* _Problem to work on_:
Could you repeat all of the entries below, character for character?
Start of Block
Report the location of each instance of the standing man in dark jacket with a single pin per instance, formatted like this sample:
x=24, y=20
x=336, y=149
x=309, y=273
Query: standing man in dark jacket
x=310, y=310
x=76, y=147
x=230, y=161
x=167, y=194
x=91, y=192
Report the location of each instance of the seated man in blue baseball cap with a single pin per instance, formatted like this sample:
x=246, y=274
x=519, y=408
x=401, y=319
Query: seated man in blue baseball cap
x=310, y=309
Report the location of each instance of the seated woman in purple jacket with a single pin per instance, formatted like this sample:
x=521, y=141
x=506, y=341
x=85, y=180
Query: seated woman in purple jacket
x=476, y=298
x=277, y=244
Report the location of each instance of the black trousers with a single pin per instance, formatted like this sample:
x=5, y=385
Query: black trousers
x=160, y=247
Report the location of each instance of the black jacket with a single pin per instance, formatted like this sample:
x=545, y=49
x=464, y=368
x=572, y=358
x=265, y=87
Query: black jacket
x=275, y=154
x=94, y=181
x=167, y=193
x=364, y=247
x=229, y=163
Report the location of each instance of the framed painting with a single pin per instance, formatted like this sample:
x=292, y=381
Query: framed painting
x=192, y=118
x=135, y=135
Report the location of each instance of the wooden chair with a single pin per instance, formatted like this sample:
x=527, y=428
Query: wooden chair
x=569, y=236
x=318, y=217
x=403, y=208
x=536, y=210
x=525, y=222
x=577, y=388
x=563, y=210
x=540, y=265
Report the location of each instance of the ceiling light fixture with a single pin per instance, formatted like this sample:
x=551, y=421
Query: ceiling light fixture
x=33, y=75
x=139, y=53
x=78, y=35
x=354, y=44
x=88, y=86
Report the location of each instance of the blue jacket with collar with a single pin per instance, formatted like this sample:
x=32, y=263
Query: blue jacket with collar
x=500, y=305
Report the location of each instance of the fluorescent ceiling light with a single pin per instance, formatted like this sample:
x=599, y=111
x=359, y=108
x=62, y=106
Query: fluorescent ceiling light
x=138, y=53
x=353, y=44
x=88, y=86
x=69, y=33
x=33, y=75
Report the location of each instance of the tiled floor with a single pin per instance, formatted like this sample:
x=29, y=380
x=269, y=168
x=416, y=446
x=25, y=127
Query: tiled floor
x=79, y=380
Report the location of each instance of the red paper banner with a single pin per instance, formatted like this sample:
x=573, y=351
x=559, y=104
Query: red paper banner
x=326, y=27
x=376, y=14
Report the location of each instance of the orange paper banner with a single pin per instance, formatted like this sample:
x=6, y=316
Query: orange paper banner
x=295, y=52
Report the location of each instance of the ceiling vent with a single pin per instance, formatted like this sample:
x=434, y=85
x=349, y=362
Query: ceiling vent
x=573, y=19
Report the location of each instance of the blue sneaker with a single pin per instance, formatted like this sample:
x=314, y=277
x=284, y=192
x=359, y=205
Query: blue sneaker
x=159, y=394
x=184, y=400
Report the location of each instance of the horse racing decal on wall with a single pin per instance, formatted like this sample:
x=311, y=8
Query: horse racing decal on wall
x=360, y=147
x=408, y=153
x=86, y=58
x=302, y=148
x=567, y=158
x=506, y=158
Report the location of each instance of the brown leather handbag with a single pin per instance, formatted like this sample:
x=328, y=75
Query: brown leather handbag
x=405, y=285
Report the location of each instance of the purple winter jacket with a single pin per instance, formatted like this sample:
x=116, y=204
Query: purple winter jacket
End of Block
* _Solution to this exercise_:
Report the location of each instance of the standing man in dark jacket with a single pin per instance, formatted like this sample:
x=24, y=20
x=336, y=149
x=309, y=273
Query: standing man in dark jacket
x=310, y=310
x=76, y=147
x=230, y=161
x=167, y=194
x=91, y=192
Report the location of each instance of the seated man in blue baseball cap with a single pin per instance, formatted like this sample:
x=246, y=274
x=519, y=408
x=401, y=319
Query: seated man in blue baseball cap
x=310, y=309
Report the location of each instance of the seated woman in purple jacket with a single pin per instance, formatted like this sample:
x=521, y=141
x=506, y=341
x=85, y=180
Query: seated woman in purple jacket
x=476, y=298
x=277, y=244
Report the location of each instance of the black trousers with a single pin per instance, formatted like this sample:
x=5, y=385
Query: black trousers
x=160, y=247
Report the location of each instance of the black jacket with a single pin per instance, formatted like this sample:
x=545, y=49
x=464, y=368
x=572, y=358
x=265, y=87
Query: black jacket
x=275, y=154
x=94, y=181
x=167, y=193
x=364, y=247
x=229, y=163
Report the location of each instance of the framed painting with a single pin per instance, formatted like this sample:
x=292, y=381
Query: framed painting
x=192, y=118
x=135, y=135
Report the location of each instance of the wooden chair with a single pin per instance, formatted like this sample:
x=527, y=428
Query: wooden chair
x=569, y=236
x=318, y=217
x=403, y=208
x=536, y=210
x=525, y=222
x=577, y=388
x=563, y=210
x=540, y=265
Report the location of each instance of the ceiling light fixture with a single pin per instance, formatted like this sample:
x=551, y=421
Query: ceiling light fixture
x=33, y=75
x=139, y=53
x=78, y=35
x=354, y=44
x=88, y=86
Report the location of each instance of the blue jacket with collar with a single pin per instance, formatted like this sample:
x=32, y=263
Query: blue jacket with collar
x=500, y=305
Report the location of each instance of the fluorescent ceiling light with a single pin per instance, formatted like this sample:
x=599, y=111
x=359, y=108
x=62, y=106
Query: fluorescent ceiling light
x=138, y=53
x=353, y=44
x=88, y=86
x=69, y=33
x=33, y=75
Report the location of each instance of the tiled floor with a single pin per instance, formatted like this sample:
x=29, y=380
x=269, y=168
x=416, y=446
x=25, y=127
Query: tiled floor
x=79, y=380
Report the location of each instance of the red paper banner with a single pin per instance, formatted like this sample:
x=573, y=351
x=559, y=104
Query: red paper banner
x=326, y=27
x=376, y=14
Report the location of each instance of the orange paper banner with a single pin per instance, formatted like this sample:
x=6, y=316
Query: orange paper banner
x=295, y=52
Report the location of each instance of the ceiling vent with a single pin per instance, formatted like this sample:
x=434, y=85
x=349, y=362
Query: ceiling vent
x=573, y=19
Report the location of each instance of the blue sneaker with a single pin per instance, formatted like this sample:
x=314, y=277
x=284, y=192
x=359, y=205
Query: blue sneaker
x=159, y=394
x=184, y=400
Report the location of each instance of the horse racing decal on wall with a single pin per instance, formatted like this sample:
x=311, y=8
Query: horse racing decal on wall
x=360, y=147
x=408, y=153
x=86, y=58
x=302, y=148
x=567, y=158
x=506, y=158
Report the location of each instance of the brown leather handbag with a single pin per instance, formatted like this sample:
x=328, y=75
Query: brown leather handbag
x=405, y=285
Report the location of each instance of the purple winter jacket with a single pin per instance, formatted like this sample:
x=116, y=204
Query: purple winter jacket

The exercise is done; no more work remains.